- _Set of tasks_
1: From the responsible tourism text, list the categories that the guidelines for the responsible traveller and operator fall under.
2: Answer these from the responsible tourism text:
(a) Which part of travelling has the biggest environmental impact?
(b) Which two parties does it take to make the change?
(c) How is refuse often disposed of in rural areas and on islands?

::: Document section :::

Responsible Tourism

As we speed into the 21st Century, zooming on the highway of quick fix holiday packages and group traveller destinations where guests are herded into rooms in big hotels and unnecessary pitstops at emporiums and shops selling mass produced 'handicrafts', it may be a good time to stop a while and think about what it is that makes a holiday .... a holiday.

Fuel surcharges are rising, lifestyles are changing and increasingly, environments are being landscaped to suit the busy holiday maker. It is time to make a change, and that's where responsible tourism comes into mind. It takes 2 to make the change : the traveller and the operator. Here are some tips on how we can enjoy our holiday and at the same time make sure that we contribute to the environs we visit.

What is Responsible Tourism
We all know that in all situations, tourism is bound to have an impact on the Environmental, Social and Economic status of that destination. Quite often with a negative impact. Responsible Tourism aims to counter such negativities by addressing the issues which involve conservation of the environment, its people and its culture. The guidelines for responsible traveller and operator falls under several categories and they are ... to protect the environment ? its flora, fauna and landscapes ; to benefit the local communities - economically and socially; to respect local cultures ? traditions, religions and built heritage ; to conserve natural resources - from home to location ; to minimise pollution - through noise, waste disposal and congestion (AITO - The Association of Independant Tour Operators)

Tips for the Responsible Traveller
Planning your travel :

  • It is now common knowledge that the biggest environmental impact of travelling is the flight. Minimising flight time and stopovers can lower carbon emissions. Taking off and landing emits the most carbon. If possible, take alternative travel methods such as the train, public transportation and avoid short haul domestic flights. There are travel sites that can help offset the CO2 emissions by calculating the amount of CO2 generated on a flight and provide the traveller the opportunity to offset their CO2 emissions through investing in projects which lower carbon dioxide levels in the atmosphere. For example, projects that encourage replanting of trees or reforestation; encouraging the use of alternative energy such as solar power and hydropower; and using alternative fuel such as biodiesel from planting jatropha instead of invasive plantations such as palm oil where fertiliser and insecticide contamination is high.

Homework before travel:

  • Learn a few useful words in the local language. This is helpful to break barriers and normally the locals will warm up to you quickly
  • Religious customs and local traditions vary greatly from one country to another and even within the country there are often a mix of different cultures and races. It is important to respect the local way of life even if you may not totally agree with it. In Asia especially, be aware that the local concept of time may not be as punctual and harried as yours. Patience is a virtue...
  • When packing for your trip, best to minimise on disposable goods and packaging. Places you go may not have efficient refuse system and quite common in rural areas and on islands where refuse is disposed of in an open fire which may add to toxic fumes.

::: Material shown :::

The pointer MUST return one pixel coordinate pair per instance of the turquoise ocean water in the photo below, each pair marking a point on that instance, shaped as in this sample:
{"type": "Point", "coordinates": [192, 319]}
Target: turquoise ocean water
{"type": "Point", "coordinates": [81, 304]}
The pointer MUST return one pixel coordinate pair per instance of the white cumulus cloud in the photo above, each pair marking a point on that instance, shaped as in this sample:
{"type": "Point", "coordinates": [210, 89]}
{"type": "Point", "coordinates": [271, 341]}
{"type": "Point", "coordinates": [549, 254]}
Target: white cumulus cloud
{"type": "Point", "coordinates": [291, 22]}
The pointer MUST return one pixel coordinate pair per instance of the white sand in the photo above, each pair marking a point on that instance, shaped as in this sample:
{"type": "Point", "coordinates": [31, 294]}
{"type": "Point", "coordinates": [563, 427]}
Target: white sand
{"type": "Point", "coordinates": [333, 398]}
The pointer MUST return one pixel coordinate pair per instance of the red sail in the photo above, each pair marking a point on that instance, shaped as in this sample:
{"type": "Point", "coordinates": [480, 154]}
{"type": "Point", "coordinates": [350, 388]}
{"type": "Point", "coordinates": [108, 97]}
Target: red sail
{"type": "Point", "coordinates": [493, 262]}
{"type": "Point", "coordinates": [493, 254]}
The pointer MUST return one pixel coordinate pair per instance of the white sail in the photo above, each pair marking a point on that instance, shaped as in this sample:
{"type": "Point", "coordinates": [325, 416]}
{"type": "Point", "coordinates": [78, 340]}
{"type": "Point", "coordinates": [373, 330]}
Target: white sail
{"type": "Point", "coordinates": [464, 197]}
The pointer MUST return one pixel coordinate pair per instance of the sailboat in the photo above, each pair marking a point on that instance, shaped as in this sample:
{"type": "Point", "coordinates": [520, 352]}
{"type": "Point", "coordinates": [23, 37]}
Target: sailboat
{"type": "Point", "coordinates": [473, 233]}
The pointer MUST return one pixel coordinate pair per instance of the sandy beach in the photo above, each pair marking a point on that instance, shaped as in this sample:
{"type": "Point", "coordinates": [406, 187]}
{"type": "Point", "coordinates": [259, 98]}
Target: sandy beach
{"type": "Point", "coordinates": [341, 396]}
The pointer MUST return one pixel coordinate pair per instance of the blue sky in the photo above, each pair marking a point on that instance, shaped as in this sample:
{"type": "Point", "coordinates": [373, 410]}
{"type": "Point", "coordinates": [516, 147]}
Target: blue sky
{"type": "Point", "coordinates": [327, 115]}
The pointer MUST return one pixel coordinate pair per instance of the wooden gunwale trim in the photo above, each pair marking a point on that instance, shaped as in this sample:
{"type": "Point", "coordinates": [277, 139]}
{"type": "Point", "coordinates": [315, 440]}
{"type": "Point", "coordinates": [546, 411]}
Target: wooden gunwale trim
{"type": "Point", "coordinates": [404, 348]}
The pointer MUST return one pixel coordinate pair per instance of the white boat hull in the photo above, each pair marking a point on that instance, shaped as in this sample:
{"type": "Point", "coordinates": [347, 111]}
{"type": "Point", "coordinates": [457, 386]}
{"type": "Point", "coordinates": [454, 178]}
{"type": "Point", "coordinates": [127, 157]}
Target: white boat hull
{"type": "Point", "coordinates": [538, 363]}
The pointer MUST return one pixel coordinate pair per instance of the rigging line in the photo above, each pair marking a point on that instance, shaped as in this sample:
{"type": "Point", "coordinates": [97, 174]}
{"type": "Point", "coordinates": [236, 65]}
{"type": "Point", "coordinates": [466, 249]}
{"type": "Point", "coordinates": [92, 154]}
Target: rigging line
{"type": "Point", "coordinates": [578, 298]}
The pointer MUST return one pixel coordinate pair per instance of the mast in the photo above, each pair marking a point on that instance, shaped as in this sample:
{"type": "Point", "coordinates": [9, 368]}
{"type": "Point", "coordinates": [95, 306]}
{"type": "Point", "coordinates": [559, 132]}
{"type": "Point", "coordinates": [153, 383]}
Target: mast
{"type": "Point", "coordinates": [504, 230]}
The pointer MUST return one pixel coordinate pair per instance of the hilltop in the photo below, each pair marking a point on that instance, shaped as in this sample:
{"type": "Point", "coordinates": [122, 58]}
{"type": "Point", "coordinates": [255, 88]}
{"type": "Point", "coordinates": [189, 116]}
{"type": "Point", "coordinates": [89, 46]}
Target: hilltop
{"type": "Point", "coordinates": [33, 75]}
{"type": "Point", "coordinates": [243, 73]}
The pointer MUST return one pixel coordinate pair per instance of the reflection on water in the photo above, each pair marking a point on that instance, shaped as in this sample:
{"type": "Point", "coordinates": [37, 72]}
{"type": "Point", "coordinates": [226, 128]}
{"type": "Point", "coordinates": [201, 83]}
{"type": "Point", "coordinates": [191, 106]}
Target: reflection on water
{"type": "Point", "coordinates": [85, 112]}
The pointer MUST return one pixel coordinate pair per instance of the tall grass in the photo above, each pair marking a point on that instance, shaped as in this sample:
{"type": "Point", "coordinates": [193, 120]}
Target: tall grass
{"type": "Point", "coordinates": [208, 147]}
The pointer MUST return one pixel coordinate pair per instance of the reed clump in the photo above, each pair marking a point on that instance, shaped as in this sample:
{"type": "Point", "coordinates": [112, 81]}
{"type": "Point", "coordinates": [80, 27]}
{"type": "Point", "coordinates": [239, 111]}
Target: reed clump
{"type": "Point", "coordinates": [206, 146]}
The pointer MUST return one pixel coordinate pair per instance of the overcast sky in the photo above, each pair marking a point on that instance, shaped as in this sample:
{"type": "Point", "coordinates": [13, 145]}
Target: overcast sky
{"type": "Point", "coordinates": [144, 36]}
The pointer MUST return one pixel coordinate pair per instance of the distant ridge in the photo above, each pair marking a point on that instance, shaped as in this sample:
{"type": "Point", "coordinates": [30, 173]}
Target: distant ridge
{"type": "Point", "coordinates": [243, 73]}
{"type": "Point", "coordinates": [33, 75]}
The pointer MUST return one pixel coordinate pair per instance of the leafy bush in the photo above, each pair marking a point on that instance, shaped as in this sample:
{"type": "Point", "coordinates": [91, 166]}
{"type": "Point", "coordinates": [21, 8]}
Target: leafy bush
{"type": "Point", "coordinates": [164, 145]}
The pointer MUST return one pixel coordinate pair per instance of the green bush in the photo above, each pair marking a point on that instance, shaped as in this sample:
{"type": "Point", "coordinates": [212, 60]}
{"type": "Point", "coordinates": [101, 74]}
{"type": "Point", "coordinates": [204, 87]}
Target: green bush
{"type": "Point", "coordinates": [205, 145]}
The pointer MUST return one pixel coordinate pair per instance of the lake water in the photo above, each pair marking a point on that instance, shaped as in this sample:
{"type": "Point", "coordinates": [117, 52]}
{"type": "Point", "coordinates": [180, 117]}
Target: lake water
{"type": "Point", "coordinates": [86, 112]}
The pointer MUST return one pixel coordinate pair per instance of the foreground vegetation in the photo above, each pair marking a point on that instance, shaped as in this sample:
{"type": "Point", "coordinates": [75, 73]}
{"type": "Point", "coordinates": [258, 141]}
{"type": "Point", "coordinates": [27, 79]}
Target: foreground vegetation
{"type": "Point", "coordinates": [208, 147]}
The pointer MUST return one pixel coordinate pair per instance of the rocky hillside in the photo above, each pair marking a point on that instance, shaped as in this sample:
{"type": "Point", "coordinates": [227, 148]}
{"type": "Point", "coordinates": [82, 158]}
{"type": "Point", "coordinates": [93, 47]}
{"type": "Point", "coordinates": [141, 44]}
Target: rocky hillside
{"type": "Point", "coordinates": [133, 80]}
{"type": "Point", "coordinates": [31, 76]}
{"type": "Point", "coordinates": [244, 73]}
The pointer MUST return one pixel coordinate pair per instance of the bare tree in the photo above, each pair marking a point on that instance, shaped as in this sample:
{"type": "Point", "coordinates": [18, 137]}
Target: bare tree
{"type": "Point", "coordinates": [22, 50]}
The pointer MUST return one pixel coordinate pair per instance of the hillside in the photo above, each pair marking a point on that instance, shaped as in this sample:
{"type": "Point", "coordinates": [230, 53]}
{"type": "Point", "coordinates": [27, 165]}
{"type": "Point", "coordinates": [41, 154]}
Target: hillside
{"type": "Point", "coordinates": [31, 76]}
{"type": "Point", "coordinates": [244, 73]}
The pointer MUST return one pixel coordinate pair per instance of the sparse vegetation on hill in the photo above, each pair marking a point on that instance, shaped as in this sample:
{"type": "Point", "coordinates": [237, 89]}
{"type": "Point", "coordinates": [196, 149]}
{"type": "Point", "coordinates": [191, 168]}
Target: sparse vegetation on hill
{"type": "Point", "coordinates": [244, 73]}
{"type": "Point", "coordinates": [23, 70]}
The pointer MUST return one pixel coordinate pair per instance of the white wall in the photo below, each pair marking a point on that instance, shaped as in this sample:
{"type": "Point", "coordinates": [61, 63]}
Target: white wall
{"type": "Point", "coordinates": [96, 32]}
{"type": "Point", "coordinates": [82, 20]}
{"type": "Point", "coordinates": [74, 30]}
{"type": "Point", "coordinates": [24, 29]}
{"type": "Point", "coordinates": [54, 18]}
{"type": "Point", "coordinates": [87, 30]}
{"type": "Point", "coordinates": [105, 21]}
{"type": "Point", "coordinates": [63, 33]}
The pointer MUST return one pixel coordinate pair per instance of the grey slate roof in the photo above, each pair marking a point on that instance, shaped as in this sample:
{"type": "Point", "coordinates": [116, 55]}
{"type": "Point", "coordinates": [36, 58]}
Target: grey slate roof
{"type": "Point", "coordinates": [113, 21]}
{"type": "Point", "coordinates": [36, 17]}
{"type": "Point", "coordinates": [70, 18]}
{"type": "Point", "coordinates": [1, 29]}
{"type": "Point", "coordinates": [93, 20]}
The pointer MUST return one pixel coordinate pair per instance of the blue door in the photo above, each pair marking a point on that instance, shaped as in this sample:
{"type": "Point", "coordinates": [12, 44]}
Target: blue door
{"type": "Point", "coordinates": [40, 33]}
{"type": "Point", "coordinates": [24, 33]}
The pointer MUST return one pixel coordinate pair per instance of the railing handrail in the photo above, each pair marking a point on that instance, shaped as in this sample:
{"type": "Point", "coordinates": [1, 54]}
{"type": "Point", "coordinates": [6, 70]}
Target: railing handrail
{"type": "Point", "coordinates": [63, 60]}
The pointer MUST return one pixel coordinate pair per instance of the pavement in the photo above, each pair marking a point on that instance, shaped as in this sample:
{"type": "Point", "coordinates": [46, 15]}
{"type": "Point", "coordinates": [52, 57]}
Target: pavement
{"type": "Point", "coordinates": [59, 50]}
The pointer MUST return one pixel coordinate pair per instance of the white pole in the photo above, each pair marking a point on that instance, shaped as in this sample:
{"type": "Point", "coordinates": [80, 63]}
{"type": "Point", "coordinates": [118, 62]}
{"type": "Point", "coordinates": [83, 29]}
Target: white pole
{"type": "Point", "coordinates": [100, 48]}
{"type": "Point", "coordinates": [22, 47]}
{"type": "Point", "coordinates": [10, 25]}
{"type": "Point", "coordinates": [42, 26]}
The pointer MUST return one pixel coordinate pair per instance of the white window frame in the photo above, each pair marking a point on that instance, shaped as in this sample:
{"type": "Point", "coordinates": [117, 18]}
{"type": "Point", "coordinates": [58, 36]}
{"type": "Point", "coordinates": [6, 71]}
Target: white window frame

:::

- _Solutions per task_
1:
1. Protect the environment: its flora, fauna and landscapes
2. Benefit the local communities, economically and socially
3. Respect local cultures: traditions, religions and built heritage
4. Conserve natural resources, from home to location
5. Minimize pollution through noise, waste disposal and congestion

2:
(a) The flight.
(b) The traveller and the operator.
(c) In an open fire.